▼

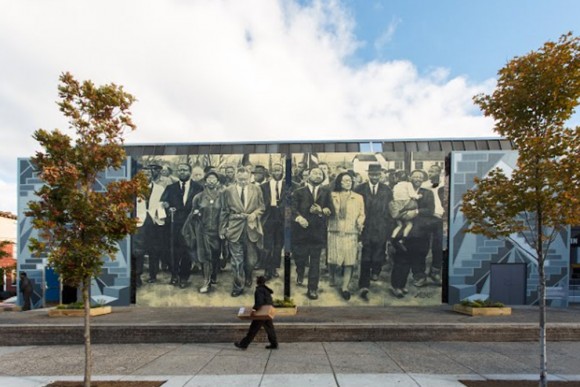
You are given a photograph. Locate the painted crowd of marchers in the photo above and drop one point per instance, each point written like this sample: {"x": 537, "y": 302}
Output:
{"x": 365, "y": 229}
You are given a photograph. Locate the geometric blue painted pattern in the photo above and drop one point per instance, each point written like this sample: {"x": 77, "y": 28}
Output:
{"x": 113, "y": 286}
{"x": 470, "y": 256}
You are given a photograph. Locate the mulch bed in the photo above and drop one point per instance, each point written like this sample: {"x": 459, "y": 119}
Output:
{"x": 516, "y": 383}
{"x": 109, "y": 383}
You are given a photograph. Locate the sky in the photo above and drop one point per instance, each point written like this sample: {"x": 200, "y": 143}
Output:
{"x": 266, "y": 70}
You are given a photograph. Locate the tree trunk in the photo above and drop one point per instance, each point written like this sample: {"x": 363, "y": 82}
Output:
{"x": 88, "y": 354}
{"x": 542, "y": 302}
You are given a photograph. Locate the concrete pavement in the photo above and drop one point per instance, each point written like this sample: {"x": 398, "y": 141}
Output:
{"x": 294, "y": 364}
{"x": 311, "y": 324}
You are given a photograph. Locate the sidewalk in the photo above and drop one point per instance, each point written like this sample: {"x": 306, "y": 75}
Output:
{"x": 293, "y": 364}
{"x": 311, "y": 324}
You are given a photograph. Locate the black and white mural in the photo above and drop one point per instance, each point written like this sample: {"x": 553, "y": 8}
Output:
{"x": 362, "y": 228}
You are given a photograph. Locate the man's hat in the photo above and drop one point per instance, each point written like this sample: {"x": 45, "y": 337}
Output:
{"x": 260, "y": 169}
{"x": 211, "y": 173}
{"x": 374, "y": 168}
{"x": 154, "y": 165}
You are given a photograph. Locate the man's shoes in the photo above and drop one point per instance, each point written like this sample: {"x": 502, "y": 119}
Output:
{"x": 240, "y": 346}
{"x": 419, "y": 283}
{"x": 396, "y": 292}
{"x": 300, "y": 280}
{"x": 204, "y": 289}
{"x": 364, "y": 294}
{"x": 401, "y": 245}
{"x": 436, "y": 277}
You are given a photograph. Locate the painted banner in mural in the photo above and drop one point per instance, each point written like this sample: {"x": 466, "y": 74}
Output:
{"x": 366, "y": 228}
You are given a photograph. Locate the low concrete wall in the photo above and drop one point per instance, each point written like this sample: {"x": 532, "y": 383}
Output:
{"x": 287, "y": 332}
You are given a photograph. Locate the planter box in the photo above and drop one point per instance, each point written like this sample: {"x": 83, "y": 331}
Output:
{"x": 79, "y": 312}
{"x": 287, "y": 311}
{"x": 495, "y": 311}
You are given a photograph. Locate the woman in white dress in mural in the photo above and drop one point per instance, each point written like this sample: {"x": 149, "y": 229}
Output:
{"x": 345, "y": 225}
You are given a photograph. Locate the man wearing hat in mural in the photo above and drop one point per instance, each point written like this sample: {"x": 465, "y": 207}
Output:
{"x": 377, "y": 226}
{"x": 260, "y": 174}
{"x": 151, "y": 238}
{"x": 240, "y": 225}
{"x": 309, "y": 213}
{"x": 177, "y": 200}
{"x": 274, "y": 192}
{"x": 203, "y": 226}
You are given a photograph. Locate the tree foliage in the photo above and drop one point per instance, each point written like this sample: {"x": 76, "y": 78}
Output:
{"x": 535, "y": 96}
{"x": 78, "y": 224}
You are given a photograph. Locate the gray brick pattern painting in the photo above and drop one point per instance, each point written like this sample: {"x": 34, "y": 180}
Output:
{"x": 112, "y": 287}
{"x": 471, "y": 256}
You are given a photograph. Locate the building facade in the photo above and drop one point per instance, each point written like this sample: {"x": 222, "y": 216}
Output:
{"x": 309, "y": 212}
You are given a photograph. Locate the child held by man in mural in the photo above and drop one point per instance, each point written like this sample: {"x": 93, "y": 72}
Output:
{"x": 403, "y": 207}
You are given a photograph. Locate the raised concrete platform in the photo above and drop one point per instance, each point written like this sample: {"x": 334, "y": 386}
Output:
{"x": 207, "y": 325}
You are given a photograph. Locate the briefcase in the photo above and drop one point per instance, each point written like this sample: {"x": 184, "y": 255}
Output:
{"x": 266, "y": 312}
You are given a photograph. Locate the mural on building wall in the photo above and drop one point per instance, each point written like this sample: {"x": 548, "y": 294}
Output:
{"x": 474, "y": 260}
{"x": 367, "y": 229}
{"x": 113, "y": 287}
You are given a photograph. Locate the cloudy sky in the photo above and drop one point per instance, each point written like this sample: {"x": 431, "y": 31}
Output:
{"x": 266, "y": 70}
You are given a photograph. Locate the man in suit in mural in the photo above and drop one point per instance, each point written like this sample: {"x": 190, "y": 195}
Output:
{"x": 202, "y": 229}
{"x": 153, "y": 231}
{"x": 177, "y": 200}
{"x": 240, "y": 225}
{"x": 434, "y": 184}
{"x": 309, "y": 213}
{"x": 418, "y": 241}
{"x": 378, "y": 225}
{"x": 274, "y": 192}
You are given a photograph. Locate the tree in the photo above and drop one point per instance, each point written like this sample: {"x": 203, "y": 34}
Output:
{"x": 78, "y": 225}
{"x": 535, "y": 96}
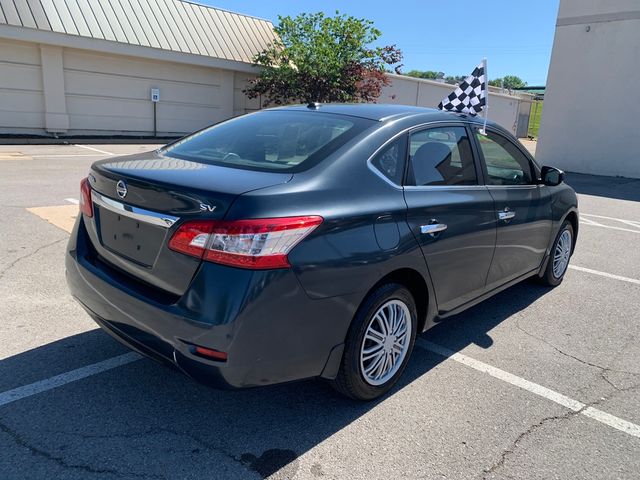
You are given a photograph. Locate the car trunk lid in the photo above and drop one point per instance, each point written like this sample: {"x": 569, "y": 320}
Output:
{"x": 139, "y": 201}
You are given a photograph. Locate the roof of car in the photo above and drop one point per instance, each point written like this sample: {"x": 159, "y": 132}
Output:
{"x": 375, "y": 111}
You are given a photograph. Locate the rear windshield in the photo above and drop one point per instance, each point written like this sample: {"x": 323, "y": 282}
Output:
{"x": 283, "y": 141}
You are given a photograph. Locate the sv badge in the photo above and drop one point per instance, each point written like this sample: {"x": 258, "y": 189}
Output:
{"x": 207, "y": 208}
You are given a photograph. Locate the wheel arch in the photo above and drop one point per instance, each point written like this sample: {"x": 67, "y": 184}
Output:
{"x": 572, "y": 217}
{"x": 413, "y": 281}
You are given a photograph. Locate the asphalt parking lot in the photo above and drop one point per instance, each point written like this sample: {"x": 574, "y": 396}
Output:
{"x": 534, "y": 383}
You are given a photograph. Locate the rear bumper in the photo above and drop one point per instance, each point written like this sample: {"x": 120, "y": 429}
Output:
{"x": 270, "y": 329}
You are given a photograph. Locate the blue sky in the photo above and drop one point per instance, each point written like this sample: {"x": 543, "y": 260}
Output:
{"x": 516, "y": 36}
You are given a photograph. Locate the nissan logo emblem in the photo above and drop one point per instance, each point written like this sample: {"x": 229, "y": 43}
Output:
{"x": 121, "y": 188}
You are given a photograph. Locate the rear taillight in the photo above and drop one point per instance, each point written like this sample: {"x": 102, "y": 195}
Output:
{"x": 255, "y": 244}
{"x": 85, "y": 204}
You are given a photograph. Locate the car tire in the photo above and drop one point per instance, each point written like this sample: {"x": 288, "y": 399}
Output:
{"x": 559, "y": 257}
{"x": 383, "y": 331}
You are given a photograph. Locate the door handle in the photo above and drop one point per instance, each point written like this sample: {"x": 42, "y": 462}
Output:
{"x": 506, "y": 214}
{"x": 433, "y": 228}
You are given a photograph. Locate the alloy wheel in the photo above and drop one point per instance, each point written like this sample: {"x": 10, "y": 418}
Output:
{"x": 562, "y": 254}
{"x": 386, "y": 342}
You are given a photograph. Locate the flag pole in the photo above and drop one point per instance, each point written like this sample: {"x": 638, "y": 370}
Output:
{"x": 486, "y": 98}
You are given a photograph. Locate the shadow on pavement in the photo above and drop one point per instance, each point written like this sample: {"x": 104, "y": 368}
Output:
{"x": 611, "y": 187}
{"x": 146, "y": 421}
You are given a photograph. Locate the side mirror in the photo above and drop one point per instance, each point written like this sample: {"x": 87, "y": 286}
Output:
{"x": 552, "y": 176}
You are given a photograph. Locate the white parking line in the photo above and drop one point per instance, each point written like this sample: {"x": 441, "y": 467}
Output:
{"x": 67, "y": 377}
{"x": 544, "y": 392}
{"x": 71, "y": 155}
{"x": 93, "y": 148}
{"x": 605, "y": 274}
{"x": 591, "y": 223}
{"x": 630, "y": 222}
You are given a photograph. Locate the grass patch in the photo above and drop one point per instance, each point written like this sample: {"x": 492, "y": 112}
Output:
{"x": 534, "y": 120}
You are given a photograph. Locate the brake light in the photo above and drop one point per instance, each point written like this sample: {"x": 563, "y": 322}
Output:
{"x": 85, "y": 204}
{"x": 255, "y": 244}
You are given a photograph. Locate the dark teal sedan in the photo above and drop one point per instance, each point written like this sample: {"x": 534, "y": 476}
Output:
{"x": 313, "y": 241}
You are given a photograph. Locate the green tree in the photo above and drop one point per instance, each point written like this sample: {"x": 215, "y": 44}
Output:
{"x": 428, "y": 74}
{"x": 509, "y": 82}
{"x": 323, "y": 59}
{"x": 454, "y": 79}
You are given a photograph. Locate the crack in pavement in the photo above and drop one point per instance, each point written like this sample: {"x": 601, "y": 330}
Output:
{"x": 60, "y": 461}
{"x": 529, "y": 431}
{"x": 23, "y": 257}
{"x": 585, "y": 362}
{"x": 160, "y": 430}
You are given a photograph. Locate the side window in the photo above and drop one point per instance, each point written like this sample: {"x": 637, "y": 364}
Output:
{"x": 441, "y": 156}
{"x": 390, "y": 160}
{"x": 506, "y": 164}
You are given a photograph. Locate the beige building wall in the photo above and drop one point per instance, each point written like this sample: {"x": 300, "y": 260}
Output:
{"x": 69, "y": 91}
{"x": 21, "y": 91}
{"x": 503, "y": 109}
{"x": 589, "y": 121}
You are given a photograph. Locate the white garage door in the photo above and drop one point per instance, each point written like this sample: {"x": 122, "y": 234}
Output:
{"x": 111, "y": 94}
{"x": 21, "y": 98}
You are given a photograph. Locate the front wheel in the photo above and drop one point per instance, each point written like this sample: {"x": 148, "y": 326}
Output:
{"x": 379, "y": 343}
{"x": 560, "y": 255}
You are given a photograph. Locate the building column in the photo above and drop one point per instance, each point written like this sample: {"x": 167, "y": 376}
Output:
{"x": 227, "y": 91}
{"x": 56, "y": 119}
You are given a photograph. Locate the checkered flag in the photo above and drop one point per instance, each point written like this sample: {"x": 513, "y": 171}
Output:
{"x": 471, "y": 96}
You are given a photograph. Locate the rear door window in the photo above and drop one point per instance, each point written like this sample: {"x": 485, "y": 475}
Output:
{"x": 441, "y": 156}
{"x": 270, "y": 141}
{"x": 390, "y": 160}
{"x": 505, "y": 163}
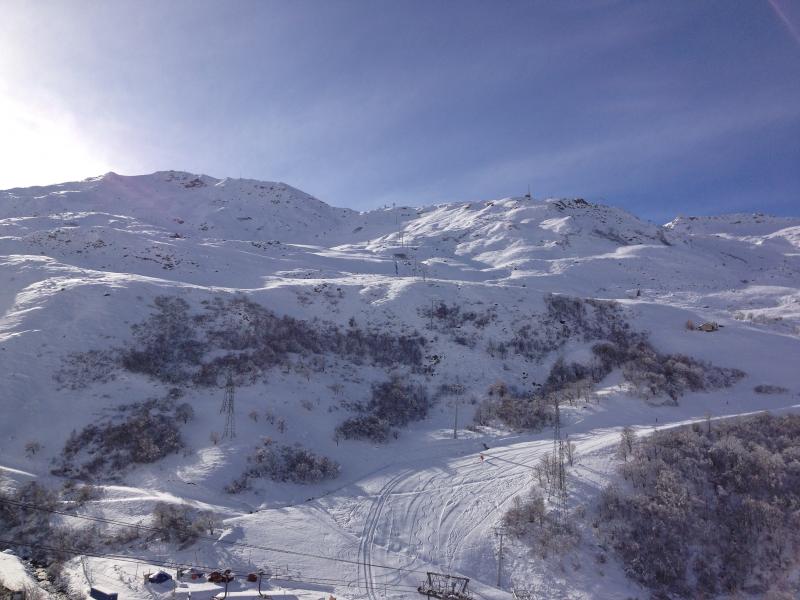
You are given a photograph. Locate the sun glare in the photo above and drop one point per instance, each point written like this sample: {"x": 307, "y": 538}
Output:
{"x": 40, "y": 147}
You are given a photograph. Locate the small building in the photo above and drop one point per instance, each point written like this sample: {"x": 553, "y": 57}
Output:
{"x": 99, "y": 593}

▲

Please give back, exactly as it stands above, the stretch from the line with "You are given a photograph. Locate the grass" through the line with "You are given a photograph. Locate the dark", and no line outside it.

### ANSWER AREA
You are given a photograph. Locate the grass patch in the photo above and drop one point per instance, each point written like this sample: {"x": 492, "y": 112}
Output:
{"x": 534, "y": 120}
You are given a photograph. Locate the brake light in the photo above and drop one point per instance, each point written like this sample: {"x": 563, "y": 322}
Output:
{"x": 85, "y": 204}
{"x": 255, "y": 244}
You are given a photograph. Locate the dark teal sedan in the photo above and drop one point per instance, each point written like this sample: {"x": 534, "y": 476}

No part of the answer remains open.